→ ACTIVITY 1
Copy out the passage of the walking account below, starting with "Ancient Tracks And" and going on through "the town allotments.".
→ ACTIVITY 2
Continue the account of the walk from Chipping Norton to Charlbury, picking up after its final sentence.

→ EXTRACT TO READ
◆ ◆ ◆

Ancient Tracks And A Side Order Of Witches.

Ambit walk to Oxford day 4 - Chipping Norton to Charlbury

I was really looking forward to this part of the walk because it was a section that I had not been able to do when I was on the Solstice walk in December 2017. That time I had been recovering from a chest infection and felt too ill to walk it.

This time, I was feeling fit and the weather was unseasonably warm and sunny. I left Chipping Norton at 8am and weaving past the children on their way to school, started the walk properly beside the town allotments.
Leaving Chipping Norton

I saw a mouse here

The trail eventually joined the Salt Way, a very ancient track that was used to carry salt from the brine spring in Droitwich, Worcestershire. I wonder how many of the tracks I had already wandered were also part of this Salt Way? I'd love to do more research on this track, it might even be possible to walk the route still?
It's a really special road too because it hosts a colony of the very rare plant, Downy Woundwort. Another reason for coming back to this part of the world later in the year, to see the wildflowers that grow on limestone.

The Salt Way
The Salt Way - lots of Red Kite flying here too.

◆ ◆ ◆

→ THE DATA
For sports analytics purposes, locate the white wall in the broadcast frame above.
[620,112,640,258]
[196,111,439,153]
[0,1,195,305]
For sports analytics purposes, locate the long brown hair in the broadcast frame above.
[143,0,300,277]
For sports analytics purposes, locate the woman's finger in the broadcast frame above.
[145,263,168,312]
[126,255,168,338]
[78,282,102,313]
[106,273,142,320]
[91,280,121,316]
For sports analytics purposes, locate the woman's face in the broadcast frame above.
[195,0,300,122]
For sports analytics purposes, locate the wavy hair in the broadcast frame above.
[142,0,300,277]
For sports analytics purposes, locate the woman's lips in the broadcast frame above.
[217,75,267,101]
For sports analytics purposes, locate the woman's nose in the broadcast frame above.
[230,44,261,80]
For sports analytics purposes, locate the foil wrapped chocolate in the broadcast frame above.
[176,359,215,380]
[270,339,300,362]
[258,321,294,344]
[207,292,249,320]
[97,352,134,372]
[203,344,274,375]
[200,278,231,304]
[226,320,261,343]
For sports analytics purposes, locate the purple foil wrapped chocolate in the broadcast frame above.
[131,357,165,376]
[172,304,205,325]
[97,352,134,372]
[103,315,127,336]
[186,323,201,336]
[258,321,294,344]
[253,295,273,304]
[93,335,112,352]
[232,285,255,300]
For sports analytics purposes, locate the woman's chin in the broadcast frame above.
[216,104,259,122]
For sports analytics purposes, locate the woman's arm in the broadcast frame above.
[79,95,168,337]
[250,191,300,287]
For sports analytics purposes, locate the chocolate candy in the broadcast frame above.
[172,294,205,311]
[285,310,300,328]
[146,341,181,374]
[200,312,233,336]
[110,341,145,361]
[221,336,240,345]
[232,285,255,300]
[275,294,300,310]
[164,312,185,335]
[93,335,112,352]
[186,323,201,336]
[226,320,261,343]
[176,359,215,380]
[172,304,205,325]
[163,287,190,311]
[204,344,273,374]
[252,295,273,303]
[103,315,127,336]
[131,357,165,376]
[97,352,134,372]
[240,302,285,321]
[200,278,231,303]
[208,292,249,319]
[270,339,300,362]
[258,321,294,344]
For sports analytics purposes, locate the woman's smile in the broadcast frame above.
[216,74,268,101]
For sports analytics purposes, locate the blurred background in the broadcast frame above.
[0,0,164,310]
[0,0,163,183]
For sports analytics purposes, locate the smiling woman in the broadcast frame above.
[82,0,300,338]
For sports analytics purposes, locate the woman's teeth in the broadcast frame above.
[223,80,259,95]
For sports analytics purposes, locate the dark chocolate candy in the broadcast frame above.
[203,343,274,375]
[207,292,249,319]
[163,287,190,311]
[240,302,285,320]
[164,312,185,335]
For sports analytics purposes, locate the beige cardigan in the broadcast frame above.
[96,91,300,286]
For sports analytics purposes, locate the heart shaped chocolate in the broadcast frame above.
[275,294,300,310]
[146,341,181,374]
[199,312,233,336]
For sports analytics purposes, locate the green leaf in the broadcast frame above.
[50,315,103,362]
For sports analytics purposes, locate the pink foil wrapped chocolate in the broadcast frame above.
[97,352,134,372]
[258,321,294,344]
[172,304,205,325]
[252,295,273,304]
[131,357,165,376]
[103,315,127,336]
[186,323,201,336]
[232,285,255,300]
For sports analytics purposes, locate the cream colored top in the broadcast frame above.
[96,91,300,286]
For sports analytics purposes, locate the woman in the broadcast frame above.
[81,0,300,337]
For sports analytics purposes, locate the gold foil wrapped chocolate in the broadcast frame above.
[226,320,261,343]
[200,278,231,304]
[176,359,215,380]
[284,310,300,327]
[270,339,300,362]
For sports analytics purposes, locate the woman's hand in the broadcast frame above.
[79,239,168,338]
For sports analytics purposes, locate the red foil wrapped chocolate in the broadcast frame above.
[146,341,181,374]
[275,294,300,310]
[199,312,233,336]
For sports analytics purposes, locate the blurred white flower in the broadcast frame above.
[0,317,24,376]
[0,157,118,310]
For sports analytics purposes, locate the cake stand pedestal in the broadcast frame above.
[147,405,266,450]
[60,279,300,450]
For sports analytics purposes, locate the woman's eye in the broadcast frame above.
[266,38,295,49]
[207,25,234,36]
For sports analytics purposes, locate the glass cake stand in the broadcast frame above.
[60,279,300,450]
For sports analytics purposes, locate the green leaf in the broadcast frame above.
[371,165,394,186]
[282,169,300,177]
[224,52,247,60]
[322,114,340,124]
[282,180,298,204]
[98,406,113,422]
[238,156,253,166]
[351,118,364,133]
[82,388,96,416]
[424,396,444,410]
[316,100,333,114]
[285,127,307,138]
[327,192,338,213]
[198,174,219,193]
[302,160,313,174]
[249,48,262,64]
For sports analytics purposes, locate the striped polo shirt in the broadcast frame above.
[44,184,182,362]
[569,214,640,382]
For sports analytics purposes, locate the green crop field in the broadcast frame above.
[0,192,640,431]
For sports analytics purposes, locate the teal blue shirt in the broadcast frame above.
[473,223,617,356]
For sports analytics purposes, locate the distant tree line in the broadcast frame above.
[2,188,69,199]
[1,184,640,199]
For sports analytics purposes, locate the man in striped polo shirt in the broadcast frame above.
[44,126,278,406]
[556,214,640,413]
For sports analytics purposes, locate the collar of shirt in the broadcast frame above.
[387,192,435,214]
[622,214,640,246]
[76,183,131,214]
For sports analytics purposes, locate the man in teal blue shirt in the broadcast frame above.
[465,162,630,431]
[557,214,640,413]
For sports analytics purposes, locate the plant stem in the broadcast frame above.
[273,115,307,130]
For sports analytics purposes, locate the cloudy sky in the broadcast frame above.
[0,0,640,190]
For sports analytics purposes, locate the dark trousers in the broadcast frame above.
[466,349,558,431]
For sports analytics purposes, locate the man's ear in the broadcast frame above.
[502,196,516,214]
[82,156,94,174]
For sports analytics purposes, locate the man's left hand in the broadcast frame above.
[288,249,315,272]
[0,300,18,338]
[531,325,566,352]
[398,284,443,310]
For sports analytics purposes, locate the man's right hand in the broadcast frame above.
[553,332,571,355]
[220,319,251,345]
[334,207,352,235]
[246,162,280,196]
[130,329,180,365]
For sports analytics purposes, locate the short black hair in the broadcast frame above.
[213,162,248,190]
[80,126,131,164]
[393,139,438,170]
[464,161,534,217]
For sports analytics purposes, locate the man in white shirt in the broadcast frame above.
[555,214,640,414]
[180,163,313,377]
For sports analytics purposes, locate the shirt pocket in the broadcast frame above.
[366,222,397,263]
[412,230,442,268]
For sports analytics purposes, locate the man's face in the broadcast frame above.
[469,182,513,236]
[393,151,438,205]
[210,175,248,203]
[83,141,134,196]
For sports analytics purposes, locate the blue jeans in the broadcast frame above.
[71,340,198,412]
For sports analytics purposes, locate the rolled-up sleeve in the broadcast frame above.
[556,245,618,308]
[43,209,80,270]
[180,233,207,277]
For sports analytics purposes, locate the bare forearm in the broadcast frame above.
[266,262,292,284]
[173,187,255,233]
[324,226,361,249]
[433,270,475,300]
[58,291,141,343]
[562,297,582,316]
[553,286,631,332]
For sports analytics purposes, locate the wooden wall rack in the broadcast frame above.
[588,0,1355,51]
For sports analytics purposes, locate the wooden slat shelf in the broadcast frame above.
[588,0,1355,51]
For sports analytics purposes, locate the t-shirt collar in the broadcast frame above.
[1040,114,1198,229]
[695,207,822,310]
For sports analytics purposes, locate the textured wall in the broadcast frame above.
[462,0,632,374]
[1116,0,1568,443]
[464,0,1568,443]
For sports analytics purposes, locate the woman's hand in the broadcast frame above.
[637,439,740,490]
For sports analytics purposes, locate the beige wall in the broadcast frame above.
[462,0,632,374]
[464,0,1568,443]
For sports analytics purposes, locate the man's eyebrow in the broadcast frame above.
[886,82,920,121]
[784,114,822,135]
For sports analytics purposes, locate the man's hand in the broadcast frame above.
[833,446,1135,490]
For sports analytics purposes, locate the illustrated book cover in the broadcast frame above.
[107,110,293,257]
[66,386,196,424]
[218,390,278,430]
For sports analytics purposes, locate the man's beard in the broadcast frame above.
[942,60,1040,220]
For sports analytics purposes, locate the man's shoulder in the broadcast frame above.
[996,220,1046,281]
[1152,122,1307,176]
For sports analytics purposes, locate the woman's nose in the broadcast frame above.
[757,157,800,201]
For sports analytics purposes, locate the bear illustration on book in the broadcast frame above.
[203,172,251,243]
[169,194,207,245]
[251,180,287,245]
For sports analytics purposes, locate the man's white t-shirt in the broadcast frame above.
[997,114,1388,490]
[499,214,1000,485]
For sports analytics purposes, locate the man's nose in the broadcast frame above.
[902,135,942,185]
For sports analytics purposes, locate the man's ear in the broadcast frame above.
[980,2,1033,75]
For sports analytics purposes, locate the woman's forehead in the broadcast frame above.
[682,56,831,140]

◆ ◆ ◆

→ RESPONSE 1
Ancient Tracks And A Side Order Of Witches.

Ambit walk to Oxford day 4 - Chipping Norton to Charlbury

I was really looking forward to this part of the walk because it was a section that I had not been able to do when I was on the Solstice walk in December 2017. That time I had been recovering from a chest infection and felt too ill to walk it.

This time, I was feeling fit and the weather was unseasonably warm and sunny. I left Chipping Norton at 8am and weaving past the children on their way to school, started the walk properly beside the town allotments.

→ RESPONSE 2
I took a short diversion from my route to visit a tumulus and a standing stone. The tumulus, a mound of earth and stones raised over a grave or graves and also known as a barrow, had sadly been ploughed away. All that remained was a large stone in one corner of the field. I felt sad that the mound had gone and wondered about the ancestor's bones. I hope they had been ploughed to dust and returned to the earth and not lying mouldering in some museum archive somewhere. I don't think that ancestor bones should be kept. I'd rather that they were archived through digital data, photography and any possible DNA extracted, then taken back to the place of burial. Maybe that is a silly, not very scientific notion, it just feels the right thing to do. I know the bones are just bones yet I also believe that our ancestors had a deep connection to the Earth that is repaid by sending our matter back to it, to help replenish it. Personally, I would be perfectly happy to be buried in a compost heap, food for lovely worms and microbes.

All that's left of the Barrow?

On to Taston village and a quick visit to Thor's Stone, which looked rather bashful and seemed to be making an attempt to get itself over the wall and into an adjoining garden.

Thor's Stone
After a steep but very short climb out of the village I took a long lunch break at the edge of a field. Warmed very nicely by the sun, I used the time to recharge my phone via solar charger. I listened to skylarks and watched buzzards and muntjac deer and had a very lovely doze.

From there I went on through another lovely path, signposted Unsuitable For Motors (always a welcome sign) and passed a herd of Fallow deer, containing a very pale almost white buck. Then the path turned through a beautiful copse and down the hill into the village of Charlbury, where I saw three witches* and had a lovely half pint of local beer.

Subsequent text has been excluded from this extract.